Provided data:
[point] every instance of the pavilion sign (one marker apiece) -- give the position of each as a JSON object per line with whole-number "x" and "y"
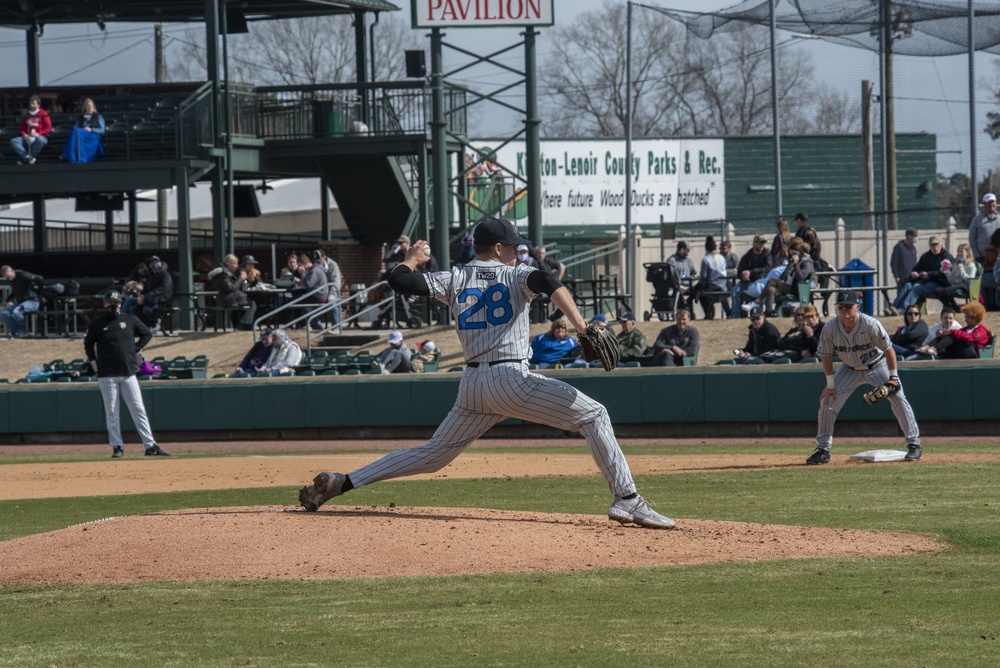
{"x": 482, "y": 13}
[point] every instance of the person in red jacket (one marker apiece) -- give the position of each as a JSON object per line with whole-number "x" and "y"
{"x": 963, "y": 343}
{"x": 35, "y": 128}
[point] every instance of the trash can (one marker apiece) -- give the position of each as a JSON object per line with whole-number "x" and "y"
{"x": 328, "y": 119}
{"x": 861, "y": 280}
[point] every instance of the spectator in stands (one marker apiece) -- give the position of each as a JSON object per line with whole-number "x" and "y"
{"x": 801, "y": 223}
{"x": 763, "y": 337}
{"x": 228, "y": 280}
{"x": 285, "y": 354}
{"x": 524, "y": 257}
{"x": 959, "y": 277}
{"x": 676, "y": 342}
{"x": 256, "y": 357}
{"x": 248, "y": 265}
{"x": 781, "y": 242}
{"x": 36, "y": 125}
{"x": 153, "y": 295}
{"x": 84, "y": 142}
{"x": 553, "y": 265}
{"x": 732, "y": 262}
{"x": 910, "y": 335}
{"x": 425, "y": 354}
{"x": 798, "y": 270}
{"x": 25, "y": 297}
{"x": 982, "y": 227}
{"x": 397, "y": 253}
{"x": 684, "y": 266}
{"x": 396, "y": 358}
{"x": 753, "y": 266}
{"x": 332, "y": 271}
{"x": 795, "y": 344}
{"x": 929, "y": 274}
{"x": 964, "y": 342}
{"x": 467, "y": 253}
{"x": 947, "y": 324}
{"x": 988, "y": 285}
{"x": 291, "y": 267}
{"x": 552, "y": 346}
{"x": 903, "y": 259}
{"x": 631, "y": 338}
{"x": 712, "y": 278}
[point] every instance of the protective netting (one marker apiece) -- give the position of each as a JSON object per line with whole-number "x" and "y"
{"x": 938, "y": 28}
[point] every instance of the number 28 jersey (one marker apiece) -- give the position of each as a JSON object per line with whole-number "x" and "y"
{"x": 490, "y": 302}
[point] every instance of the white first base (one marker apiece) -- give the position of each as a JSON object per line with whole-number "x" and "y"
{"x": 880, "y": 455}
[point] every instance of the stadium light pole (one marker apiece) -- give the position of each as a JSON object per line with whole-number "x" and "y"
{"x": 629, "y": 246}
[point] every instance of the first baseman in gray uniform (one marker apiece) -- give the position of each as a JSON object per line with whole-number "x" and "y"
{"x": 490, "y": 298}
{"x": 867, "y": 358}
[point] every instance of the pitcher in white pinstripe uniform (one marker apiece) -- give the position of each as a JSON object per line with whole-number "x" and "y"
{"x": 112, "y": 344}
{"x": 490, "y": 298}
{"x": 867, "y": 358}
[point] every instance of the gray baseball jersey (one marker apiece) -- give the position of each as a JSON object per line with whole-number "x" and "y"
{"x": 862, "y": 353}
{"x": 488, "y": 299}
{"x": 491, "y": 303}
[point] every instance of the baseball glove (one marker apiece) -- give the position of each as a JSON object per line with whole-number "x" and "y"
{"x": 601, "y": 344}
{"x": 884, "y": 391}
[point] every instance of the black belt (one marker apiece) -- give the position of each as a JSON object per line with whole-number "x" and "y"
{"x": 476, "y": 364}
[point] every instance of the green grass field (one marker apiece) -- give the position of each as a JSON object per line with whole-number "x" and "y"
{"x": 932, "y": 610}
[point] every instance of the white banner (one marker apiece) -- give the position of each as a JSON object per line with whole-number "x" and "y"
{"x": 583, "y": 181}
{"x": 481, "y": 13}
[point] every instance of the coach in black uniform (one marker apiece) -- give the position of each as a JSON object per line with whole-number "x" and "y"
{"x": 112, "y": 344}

Work task: Only the pictures are dropped. Otherwise, write out the listing exactly.

Output below:
[point] every instance of the pavilion sign (one marker apiece) -- give the position of each as a JSON object per line with whole-number "x" and "y"
{"x": 482, "y": 13}
[point] every instance of the person in red jacket (one marker apiece) -- give the position of each as a JSON object per line with whole-number "x" and "y"
{"x": 963, "y": 343}
{"x": 35, "y": 128}
[point] every instance of the trash can (one marker apiece) -- give the position of each as a JSON object per line with whole-number "x" and "y"
{"x": 328, "y": 119}
{"x": 861, "y": 280}
[point] every instance of the spectator in stands (one marker apiece) -- give the position of each as a JSON object per line with whole-number "x" and "y"
{"x": 801, "y": 223}
{"x": 763, "y": 337}
{"x": 228, "y": 280}
{"x": 285, "y": 354}
{"x": 524, "y": 257}
{"x": 959, "y": 277}
{"x": 676, "y": 342}
{"x": 256, "y": 357}
{"x": 248, "y": 265}
{"x": 781, "y": 242}
{"x": 36, "y": 125}
{"x": 153, "y": 295}
{"x": 84, "y": 142}
{"x": 553, "y": 265}
{"x": 732, "y": 262}
{"x": 910, "y": 335}
{"x": 425, "y": 354}
{"x": 798, "y": 270}
{"x": 25, "y": 297}
{"x": 982, "y": 227}
{"x": 397, "y": 253}
{"x": 684, "y": 266}
{"x": 396, "y": 358}
{"x": 753, "y": 266}
{"x": 332, "y": 271}
{"x": 795, "y": 344}
{"x": 929, "y": 274}
{"x": 964, "y": 342}
{"x": 467, "y": 253}
{"x": 947, "y": 324}
{"x": 988, "y": 285}
{"x": 291, "y": 267}
{"x": 552, "y": 346}
{"x": 903, "y": 259}
{"x": 631, "y": 338}
{"x": 712, "y": 278}
[point] every instance of the protective netting (one marker apiece) -- give the position of each as a JSON object per line with whole-number "x" and "y"
{"x": 938, "y": 28}
[point] every instance of the number 28 jersey (one marker apiece) -- give the position of each as a JSON object per line with whole-number "x" and "y"
{"x": 490, "y": 302}
[point] every instance of the white first base (one marker apiece) -- give the position of each as a JSON object per line with whole-number "x" and "y"
{"x": 880, "y": 455}
[point] every instance of the stadium light pole (one marker apiece) -- give the position of each as a JSON object per line with whole-number "x" and "y"
{"x": 629, "y": 246}
[point] every instance of the first baseman in gray uniform (one marker apiece) -- give the position of each as a JSON object per line with whole-number "x" and "y"
{"x": 490, "y": 298}
{"x": 867, "y": 358}
[point] every instance of the pitcher in white pinstripe uniform (one marker apiece) -- give the position of each as a JSON object per line with whole-number "x" and "y"
{"x": 112, "y": 344}
{"x": 490, "y": 298}
{"x": 867, "y": 358}
[point] every instance of the gray baseball jersey (one marker apiece) -- give the position of each as a JSON object per line with whole-number "x" and "y"
{"x": 862, "y": 353}
{"x": 488, "y": 299}
{"x": 491, "y": 303}
[point] every instance of the baseball glove (one marker apiece) -- give the position of each as a JSON object per line with whole-number "x" and "y"
{"x": 601, "y": 344}
{"x": 884, "y": 391}
[point] every instance of the black belt (one marker apiece) -- give the position of each as a JSON object per line with whole-number "x" and "y"
{"x": 476, "y": 364}
[point] every instance of the green grass field (one marker apiece) -- give the position of each as a JSON object per line with whole-number "x" and "y"
{"x": 932, "y": 610}
[point] every instance of the white banner (one marker apiece) -- give the position of each as a JSON object per line with whole-number "x" and "y"
{"x": 583, "y": 181}
{"x": 481, "y": 13}
[point] every instance of the coach in black uniform (one marker apiece) -- give the position of each as a JSON object per line with whole-number "x" and "y"
{"x": 112, "y": 344}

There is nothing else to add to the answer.